Among the entries below, count the lines with "face" in them and state the total without comment.

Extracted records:
[Start of Attachment]
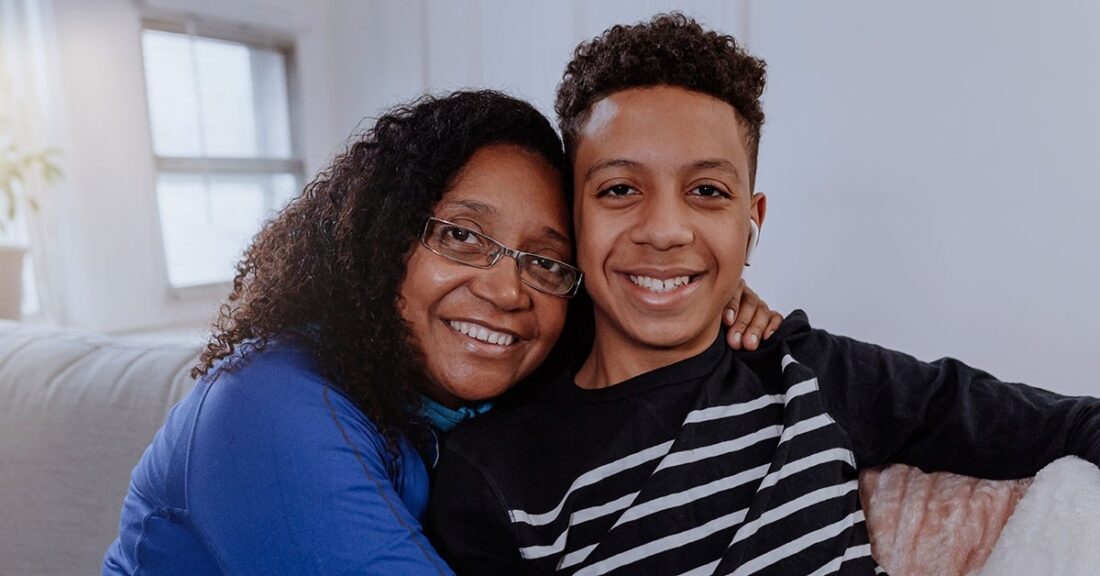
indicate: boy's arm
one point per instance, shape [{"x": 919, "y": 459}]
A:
[
  {"x": 946, "y": 416},
  {"x": 466, "y": 522}
]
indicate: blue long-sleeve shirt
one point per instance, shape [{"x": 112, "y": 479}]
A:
[{"x": 267, "y": 468}]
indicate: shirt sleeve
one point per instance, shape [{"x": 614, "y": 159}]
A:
[
  {"x": 468, "y": 522},
  {"x": 946, "y": 416},
  {"x": 286, "y": 476}
]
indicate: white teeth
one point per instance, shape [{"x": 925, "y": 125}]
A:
[
  {"x": 482, "y": 333},
  {"x": 657, "y": 285}
]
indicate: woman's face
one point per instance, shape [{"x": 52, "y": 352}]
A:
[{"x": 459, "y": 314}]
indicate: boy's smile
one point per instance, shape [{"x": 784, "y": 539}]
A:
[{"x": 662, "y": 209}]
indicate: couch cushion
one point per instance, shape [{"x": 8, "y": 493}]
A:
[{"x": 76, "y": 413}]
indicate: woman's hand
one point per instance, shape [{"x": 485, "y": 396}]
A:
[{"x": 749, "y": 319}]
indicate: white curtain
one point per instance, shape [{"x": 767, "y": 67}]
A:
[{"x": 30, "y": 118}]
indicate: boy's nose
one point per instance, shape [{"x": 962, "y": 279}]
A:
[{"x": 663, "y": 224}]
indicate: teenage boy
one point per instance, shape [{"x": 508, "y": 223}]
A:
[{"x": 663, "y": 452}]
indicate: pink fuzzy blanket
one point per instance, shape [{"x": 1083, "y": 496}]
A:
[{"x": 935, "y": 523}]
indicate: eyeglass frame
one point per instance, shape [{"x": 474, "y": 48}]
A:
[{"x": 504, "y": 251}]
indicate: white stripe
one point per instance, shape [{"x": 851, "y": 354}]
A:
[
  {"x": 540, "y": 552},
  {"x": 575, "y": 557},
  {"x": 689, "y": 456},
  {"x": 689, "y": 496},
  {"x": 681, "y": 498},
  {"x": 799, "y": 544},
  {"x": 672, "y": 500},
  {"x": 592, "y": 477},
  {"x": 663, "y": 544},
  {"x": 851, "y": 553},
  {"x": 597, "y": 511},
  {"x": 718, "y": 412},
  {"x": 787, "y": 509},
  {"x": 800, "y": 389},
  {"x": 805, "y": 425},
  {"x": 706, "y": 569},
  {"x": 803, "y": 464}
]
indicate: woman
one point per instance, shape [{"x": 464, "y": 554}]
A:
[{"x": 425, "y": 272}]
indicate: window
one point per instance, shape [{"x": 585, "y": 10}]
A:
[{"x": 219, "y": 108}]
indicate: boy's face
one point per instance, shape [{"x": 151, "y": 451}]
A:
[{"x": 662, "y": 216}]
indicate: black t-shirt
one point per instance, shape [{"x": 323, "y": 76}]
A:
[{"x": 729, "y": 462}]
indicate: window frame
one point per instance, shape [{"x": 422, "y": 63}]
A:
[{"x": 253, "y": 37}]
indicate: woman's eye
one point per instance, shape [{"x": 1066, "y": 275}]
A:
[
  {"x": 460, "y": 234},
  {"x": 548, "y": 265},
  {"x": 710, "y": 191},
  {"x": 618, "y": 190}
]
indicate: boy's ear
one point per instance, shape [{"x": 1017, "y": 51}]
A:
[{"x": 758, "y": 208}]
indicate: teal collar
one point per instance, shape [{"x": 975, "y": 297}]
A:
[{"x": 443, "y": 418}]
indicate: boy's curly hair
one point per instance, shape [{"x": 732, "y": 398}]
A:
[
  {"x": 670, "y": 50},
  {"x": 328, "y": 268}
]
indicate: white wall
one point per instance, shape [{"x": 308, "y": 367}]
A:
[
  {"x": 928, "y": 165},
  {"x": 930, "y": 169},
  {"x": 109, "y": 244}
]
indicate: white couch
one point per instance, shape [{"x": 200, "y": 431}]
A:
[{"x": 76, "y": 413}]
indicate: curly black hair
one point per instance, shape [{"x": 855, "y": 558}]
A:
[
  {"x": 669, "y": 50},
  {"x": 327, "y": 270}
]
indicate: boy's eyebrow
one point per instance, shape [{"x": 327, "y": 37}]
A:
[
  {"x": 719, "y": 164},
  {"x": 611, "y": 163},
  {"x": 554, "y": 235}
]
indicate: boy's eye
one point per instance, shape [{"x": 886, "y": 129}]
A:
[
  {"x": 710, "y": 191},
  {"x": 617, "y": 191}
]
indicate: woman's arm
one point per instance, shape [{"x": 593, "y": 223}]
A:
[
  {"x": 748, "y": 319},
  {"x": 286, "y": 476}
]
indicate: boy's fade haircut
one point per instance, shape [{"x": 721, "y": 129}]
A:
[{"x": 669, "y": 50}]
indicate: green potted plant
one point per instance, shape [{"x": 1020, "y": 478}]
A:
[{"x": 17, "y": 168}]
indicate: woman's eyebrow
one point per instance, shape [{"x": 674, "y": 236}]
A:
[{"x": 473, "y": 206}]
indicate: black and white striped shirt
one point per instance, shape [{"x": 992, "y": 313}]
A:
[{"x": 725, "y": 463}]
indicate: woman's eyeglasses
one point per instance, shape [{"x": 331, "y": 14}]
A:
[{"x": 473, "y": 248}]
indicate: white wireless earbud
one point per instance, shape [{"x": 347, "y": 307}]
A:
[{"x": 754, "y": 240}]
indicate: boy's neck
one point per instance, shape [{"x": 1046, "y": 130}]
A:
[{"x": 616, "y": 357}]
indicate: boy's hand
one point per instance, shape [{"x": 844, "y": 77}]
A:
[{"x": 748, "y": 318}]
[End of Attachment]
RESPONSE FOR THIS EXERCISE: 2